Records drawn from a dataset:
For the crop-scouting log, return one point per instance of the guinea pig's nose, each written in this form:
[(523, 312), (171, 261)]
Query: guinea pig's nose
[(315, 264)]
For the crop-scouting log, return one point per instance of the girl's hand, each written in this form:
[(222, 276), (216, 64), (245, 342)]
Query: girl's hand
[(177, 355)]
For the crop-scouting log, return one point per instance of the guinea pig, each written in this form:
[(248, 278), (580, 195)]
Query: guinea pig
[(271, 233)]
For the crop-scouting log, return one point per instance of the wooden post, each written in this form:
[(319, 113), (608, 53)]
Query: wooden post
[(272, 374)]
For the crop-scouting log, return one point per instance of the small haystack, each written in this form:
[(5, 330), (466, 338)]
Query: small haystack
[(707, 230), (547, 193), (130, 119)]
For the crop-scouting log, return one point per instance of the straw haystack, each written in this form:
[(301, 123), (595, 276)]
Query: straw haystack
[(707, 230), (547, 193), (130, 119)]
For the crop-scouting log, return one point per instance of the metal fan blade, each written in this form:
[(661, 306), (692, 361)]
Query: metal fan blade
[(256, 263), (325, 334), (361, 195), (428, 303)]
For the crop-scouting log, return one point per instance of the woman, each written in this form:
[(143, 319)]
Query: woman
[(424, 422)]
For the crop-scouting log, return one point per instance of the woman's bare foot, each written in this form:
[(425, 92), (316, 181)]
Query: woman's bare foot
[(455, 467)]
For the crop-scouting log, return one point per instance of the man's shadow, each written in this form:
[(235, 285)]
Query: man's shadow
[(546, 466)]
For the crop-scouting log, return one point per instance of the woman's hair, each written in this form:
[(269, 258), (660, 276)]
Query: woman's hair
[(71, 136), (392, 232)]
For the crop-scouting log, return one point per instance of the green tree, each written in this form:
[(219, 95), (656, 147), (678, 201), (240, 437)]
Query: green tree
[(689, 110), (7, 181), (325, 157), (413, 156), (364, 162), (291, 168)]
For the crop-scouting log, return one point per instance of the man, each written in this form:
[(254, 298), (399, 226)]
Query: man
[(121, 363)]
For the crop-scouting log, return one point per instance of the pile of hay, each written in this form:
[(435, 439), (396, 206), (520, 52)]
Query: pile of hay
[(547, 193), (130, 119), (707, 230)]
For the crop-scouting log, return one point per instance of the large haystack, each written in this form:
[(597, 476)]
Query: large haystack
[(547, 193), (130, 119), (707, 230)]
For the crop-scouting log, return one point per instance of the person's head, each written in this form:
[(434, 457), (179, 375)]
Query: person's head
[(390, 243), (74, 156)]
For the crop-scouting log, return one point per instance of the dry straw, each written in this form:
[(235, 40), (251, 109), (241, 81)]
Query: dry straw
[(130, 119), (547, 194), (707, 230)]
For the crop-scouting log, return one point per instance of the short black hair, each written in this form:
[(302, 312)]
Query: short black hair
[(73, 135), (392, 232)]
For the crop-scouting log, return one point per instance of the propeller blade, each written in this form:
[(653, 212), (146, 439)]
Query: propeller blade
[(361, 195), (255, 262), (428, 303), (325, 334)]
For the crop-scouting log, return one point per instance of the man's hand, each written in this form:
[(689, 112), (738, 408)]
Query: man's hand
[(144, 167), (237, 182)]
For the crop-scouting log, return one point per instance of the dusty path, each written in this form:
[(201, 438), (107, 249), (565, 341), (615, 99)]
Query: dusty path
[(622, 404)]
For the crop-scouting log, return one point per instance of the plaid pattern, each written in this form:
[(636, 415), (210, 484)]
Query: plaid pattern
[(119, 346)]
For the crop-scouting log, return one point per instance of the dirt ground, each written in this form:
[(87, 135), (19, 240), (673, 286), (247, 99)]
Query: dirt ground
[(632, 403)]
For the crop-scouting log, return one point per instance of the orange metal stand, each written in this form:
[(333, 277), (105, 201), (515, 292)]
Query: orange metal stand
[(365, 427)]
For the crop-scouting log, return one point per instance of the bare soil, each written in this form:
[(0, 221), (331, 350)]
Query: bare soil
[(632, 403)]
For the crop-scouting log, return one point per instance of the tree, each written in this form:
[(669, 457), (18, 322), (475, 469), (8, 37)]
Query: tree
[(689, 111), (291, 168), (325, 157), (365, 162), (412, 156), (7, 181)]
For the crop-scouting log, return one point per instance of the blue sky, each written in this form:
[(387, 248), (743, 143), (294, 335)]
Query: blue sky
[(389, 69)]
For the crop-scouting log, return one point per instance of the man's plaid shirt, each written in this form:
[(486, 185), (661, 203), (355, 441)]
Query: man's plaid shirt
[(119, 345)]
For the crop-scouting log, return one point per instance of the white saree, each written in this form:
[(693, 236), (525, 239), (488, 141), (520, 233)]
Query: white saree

§ Problem requirements
Give again, exactly as written, every line from the first one above through the line that has "[(143, 319)]" in it.

§ Response area
For the crop-scouting log, return one point per instance of the guinea pig's nose, each written in this form:
[(523, 312), (171, 261)]
Query: guinea pig's nose
[(315, 264)]
For the crop-scouting log, return one point per instance of the girl's hand, each written in this form:
[(222, 276), (216, 64), (245, 342)]
Query: girl's hand
[(177, 355)]
For the crop-scouting log, return one point per instance of the guinea pig, each written in this form:
[(248, 278), (580, 195)]
Query: guinea pig
[(271, 233)]
For the crop-scouting log, return one point per instance of the wooden post, each written in this form:
[(319, 113), (608, 53)]
Query: wooden post
[(272, 374)]
For the crop-scouting log, return one point per instance of the small haystack, each written in this form:
[(5, 330), (466, 338)]
Query: small haystack
[(707, 230), (547, 193), (130, 119)]
For the crop-scouting log, return one point per instance of the straw haystack, each written in this form:
[(301, 123), (595, 276)]
Query: straw haystack
[(707, 230), (547, 193), (130, 119)]
For the crop-scouting log, return one point per instance of the metal fan blade, each written in this form:
[(661, 306), (692, 361)]
Query: metal fan blade
[(256, 263), (325, 334), (361, 195), (428, 303)]
For the crop-scouting log, return one point per instance of the woman, each written in this form:
[(143, 319)]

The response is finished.